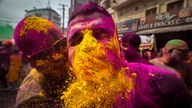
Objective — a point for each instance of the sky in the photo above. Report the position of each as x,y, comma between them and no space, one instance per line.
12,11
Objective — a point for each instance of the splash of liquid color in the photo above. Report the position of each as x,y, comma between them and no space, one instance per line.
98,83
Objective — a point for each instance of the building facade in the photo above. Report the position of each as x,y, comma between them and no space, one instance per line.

::::::::

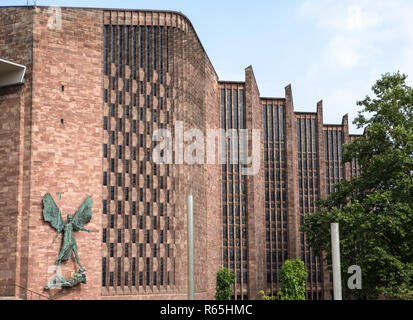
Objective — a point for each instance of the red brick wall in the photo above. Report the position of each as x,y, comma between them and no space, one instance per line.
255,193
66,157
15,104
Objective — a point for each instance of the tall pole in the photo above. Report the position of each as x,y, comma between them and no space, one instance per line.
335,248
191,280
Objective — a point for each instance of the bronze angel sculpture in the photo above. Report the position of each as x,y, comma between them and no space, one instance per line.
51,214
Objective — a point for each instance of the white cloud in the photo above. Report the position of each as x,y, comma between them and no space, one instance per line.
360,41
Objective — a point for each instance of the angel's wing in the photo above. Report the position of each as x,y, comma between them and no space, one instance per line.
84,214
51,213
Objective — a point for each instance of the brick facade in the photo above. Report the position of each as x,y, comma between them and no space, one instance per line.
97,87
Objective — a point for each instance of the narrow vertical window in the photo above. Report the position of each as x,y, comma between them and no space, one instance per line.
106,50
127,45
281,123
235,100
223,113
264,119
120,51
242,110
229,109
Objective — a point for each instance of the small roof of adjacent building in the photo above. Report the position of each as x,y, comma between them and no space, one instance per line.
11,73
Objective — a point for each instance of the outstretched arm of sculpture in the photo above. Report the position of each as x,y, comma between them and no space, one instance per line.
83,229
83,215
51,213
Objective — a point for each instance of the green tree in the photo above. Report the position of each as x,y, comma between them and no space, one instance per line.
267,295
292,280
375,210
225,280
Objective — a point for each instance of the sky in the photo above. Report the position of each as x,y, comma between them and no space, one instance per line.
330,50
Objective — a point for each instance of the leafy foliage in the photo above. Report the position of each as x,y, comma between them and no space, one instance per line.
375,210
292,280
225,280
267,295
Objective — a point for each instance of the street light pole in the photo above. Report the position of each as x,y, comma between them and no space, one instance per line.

::::::::

GOAL OF THE EXERCISE
Count the lines in the listing above that contain the word "white", and reply with that number alone.

WORKED SOLUTION
1